**Dettagli del compito:** Nel brano sul discorso del Papa, perché Francesco chiede all'Unione Europea un sistema coerente e comprensivo per le politiche migratorie e di asilo? Spiegalo in una o due frasi.

**** Brano ****

Nel suo discorso, inoltre, Francesco ha esortato la diplomazia a “richiamare specialmente il diritto alla vita, dal concepimento sino alla fine naturale, e il diritto alla libertà religiosa”. Rievocando la sua recente visita all’isola di Lesbo, il Papa ha toccato uno dei temi che gli sta più a cuore, quello dei migranti. Lo ha fatto, usando parole di buon senso, riconoscendo che “a nessuno può essere chiesto quanto è impossibilitato a fare, ma vi è una netta differenza fra accogliere, seppure limitatamente, e respingere totalmente”. Non ha mancato di tirare le orecchie indirettamente all’Unione Europea a cui ha chiesto di “dare vita a un sistema coerente e comprensivo di gestione delle politiche migratorie e di asilo, in modo che siano condivise le responsabilità nel ricevere i migranti, rivedere le domande di asilo, ridistribuire e integrare quanti possono essere accolti”.
Francesco ha riconosciuto che sulla gestione delle migrazioni si giocano spesso delle partite politiche, che vanno a discapito dei popoli che partono e di quelli chiamati ad accoglierli. L’indifferenza verso il problema, a suo parere, si manifesta nella “disumanizzazione stessa dei migranti concentrati in hotspot, dove finiscono per essere facile preda della criminalità e dei trafficanti di esseri umani, o per tentare disperati tentativi di fuga che a volte si concludono con la morte”. Un’amara osservazione che lo ha portato a rilevare come “i migranti stessi sono spesso trasformati in arma di ricatto politico, in una sorta di merce di contrattazione che priva le persone della dignità”.
Inevitabile, al secondo anno di pandemia, un riferimento ai vaccini contro il Covid-19. Il Papa non ha detto, come diverse testate hanno riportato ieri nei titoli, che vaccinarsi è un obbligo morale ma che “la cura della salute rappresenta un obbligo morale”. “I vaccini - ha detto Francesco - non sono strumenti magici di guarigione, ma rappresentano certamente, in aggiunta alle cure che vanno sviluppate, la soluzione più ragionevole per la prevenzione della malattia”. In merito alla gestione dell’emergenza, il Pontefice ha detto che “la carenza di fermezza decisionale e di chiarezza comunicativa” dimostrata dalla politica “genera confusione, crea sfiducia e mina la coesione sociale, alimentando nuove tensioni” e provoca un “relativismo sociale che ferisce l’armonia e l’unità”.
Bergoglio ha poi stigmatizzato i “forti contrasti ideologici” che ci sono oggi nel mondo sul tema, dicendo che “tante volte ci si lascia determinare dall’ideologia del momento, spesso costruita su notizie infondate o fatti scarsamente documentati”. E ha rinnovato agli ambasciatori il suo appello “affinché tutta la popolazione mondiale possa accedere in egual misura alle cure mediche essenziali e ai vaccini”.

**** Elenco dati ****

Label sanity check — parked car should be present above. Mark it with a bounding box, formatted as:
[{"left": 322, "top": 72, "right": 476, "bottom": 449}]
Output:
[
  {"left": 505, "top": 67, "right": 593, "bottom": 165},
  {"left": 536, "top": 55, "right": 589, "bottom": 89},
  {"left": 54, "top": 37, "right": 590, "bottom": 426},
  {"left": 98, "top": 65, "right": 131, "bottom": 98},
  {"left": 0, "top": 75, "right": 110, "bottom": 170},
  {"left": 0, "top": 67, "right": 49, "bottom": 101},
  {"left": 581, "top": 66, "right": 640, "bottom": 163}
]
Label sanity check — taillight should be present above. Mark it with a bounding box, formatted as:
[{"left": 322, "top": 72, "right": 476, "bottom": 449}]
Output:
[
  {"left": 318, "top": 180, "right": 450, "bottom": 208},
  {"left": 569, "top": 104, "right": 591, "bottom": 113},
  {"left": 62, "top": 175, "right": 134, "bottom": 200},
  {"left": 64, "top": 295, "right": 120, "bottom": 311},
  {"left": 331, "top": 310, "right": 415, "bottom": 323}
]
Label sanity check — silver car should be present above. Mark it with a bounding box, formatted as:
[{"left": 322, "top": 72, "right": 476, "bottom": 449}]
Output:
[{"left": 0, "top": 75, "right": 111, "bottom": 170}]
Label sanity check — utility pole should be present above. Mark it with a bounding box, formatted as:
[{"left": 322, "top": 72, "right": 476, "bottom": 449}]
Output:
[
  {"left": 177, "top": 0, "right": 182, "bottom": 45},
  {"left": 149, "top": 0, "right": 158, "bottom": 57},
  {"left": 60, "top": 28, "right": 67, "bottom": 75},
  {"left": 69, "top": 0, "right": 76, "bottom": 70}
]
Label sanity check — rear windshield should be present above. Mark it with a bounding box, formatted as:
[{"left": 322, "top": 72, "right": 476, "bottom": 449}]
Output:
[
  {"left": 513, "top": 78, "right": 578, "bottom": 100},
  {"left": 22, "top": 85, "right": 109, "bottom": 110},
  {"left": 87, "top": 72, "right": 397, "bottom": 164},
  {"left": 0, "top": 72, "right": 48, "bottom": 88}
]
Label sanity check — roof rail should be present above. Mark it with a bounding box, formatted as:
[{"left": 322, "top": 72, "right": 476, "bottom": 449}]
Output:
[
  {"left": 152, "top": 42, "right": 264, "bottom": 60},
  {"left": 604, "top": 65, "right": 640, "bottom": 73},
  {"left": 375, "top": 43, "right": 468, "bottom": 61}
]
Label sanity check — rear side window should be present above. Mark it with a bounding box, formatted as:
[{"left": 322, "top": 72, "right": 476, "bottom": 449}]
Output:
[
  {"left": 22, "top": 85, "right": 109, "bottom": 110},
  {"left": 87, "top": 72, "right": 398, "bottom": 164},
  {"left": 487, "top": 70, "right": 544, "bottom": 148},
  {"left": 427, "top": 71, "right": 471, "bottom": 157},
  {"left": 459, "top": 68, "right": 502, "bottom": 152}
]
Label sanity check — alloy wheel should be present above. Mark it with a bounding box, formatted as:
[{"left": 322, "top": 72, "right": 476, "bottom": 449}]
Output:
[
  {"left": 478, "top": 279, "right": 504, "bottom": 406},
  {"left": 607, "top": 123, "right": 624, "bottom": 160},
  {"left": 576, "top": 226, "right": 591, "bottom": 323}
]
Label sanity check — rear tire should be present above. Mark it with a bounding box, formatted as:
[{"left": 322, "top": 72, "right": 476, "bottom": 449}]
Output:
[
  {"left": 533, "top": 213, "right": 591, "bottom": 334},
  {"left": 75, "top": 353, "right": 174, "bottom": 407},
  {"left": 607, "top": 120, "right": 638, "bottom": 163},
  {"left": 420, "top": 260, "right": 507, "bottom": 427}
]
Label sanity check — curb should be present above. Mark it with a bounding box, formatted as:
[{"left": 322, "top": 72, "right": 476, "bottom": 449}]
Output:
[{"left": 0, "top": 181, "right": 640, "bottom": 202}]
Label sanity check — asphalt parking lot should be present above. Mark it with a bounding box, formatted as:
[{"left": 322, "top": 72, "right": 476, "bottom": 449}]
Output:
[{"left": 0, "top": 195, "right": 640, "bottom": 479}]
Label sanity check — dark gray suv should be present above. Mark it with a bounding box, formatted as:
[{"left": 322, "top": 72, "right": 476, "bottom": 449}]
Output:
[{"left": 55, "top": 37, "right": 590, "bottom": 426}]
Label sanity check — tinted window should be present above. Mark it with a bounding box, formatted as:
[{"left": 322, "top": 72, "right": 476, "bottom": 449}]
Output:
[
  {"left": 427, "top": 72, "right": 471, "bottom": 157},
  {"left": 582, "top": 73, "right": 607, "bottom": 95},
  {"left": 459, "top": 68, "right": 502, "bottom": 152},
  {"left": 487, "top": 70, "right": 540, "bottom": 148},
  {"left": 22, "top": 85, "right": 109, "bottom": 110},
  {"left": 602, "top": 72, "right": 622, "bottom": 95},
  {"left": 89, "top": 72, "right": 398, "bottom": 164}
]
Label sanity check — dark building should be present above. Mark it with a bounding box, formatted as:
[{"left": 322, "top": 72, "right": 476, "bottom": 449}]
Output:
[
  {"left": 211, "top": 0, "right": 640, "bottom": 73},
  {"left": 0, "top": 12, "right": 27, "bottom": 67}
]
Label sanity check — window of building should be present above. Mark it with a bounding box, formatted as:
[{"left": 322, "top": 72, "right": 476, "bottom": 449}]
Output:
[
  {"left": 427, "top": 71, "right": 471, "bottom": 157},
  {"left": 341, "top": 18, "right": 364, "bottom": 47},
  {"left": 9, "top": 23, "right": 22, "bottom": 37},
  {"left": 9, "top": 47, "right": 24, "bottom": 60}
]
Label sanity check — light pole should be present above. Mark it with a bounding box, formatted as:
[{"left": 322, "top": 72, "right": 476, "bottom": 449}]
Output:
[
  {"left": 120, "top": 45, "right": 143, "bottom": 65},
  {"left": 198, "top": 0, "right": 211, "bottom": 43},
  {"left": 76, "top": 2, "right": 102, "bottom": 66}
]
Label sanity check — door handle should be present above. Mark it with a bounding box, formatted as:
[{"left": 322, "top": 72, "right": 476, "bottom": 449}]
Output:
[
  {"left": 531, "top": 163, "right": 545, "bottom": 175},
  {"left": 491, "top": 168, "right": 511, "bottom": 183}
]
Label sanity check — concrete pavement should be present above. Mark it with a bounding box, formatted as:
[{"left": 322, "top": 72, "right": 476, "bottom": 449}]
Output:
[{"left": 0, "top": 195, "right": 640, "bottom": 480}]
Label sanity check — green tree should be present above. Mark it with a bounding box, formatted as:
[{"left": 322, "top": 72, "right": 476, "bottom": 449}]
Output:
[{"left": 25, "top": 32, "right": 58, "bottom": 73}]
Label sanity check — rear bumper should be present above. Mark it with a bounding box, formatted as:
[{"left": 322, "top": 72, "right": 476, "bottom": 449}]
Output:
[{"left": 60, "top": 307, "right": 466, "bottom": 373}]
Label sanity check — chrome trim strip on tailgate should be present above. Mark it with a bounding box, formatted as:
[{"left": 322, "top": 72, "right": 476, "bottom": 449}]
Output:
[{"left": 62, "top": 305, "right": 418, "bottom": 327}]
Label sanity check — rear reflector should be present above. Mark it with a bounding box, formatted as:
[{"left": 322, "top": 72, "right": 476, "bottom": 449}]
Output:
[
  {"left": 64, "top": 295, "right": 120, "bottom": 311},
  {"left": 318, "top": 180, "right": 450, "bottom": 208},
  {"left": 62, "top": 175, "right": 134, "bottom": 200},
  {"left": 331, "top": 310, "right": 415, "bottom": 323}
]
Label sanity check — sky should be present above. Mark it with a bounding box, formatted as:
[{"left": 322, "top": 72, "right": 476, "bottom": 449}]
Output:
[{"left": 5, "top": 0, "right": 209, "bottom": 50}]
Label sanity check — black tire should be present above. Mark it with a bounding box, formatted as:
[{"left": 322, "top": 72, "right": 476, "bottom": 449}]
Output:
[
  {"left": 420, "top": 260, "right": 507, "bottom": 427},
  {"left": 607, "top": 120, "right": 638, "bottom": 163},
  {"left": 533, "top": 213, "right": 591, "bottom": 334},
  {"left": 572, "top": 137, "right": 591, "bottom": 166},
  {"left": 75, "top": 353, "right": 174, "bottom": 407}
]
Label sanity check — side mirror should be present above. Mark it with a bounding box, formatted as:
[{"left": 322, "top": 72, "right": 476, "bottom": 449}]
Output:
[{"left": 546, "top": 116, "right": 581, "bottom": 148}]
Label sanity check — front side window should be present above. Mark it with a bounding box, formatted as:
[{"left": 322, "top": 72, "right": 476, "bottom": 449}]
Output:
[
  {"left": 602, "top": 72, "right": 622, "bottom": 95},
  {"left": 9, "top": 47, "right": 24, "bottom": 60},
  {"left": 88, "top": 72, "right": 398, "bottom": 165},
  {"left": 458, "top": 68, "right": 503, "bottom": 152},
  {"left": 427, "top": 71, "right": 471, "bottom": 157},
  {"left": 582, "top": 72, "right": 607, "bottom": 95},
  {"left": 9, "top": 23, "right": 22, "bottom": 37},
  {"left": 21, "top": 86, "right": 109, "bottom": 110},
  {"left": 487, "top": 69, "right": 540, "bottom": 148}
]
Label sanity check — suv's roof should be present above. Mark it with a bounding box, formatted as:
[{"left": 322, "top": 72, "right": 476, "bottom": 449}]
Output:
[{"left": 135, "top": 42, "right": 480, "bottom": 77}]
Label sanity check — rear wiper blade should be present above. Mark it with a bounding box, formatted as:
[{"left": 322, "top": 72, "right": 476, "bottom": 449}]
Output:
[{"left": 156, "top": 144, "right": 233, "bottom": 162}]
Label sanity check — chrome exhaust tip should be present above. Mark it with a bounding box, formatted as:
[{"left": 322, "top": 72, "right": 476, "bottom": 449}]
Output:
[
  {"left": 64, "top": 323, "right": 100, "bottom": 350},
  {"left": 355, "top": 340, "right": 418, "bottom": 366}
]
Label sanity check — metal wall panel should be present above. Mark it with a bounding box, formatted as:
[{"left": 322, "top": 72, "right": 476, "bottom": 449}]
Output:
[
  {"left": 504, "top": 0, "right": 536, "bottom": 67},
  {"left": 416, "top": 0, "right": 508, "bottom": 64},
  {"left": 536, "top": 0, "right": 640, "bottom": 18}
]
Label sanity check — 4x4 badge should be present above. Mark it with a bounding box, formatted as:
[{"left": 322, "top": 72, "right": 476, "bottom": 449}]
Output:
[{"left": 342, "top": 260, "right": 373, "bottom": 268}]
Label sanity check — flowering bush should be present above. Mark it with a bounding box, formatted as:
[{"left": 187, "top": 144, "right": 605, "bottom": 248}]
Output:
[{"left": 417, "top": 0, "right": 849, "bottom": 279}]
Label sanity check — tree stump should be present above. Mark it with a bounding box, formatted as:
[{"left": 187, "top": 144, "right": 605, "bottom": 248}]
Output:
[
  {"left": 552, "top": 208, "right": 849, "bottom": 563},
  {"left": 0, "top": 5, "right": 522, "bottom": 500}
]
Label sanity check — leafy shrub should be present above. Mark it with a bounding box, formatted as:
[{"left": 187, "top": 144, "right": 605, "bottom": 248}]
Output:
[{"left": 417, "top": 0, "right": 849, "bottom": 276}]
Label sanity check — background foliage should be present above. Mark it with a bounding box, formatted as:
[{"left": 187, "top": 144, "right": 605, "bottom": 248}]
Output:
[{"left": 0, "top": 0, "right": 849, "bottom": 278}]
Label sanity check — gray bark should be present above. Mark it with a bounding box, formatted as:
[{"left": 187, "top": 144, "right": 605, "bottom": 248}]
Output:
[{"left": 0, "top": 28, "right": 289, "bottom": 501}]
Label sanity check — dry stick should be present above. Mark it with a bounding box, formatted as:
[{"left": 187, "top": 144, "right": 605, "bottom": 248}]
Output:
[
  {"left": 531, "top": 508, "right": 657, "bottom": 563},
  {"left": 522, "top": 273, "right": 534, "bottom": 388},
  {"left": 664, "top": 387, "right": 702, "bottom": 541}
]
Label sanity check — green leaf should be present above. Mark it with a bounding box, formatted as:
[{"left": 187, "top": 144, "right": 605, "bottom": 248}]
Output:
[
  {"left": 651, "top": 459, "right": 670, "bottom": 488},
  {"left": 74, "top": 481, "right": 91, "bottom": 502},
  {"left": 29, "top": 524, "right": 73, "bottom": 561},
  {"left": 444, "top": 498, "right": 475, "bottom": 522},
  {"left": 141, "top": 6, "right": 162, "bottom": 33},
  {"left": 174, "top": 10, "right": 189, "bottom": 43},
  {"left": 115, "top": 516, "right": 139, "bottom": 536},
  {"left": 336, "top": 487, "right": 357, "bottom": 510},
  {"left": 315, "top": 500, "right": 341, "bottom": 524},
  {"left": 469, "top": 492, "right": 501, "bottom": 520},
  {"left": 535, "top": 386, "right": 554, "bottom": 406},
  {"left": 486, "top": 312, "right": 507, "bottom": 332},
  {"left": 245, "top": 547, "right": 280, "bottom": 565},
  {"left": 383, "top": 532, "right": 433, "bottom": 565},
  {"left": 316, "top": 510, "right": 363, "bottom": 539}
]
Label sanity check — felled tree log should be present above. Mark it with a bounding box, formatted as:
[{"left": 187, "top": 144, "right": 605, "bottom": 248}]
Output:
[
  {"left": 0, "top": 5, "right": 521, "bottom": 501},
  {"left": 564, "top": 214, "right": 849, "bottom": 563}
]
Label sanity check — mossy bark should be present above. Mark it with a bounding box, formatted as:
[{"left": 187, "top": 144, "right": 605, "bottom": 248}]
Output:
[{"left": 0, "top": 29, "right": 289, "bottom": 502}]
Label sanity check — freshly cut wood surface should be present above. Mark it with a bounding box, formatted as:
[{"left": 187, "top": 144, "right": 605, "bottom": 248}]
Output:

****

**La soluzione:** Lo chiede perché siano condivise le responsabilità nel ricevere i migranti, nel rivedere le domande di asilo e nel ridistribuire e integrare quanti possono essere accolti.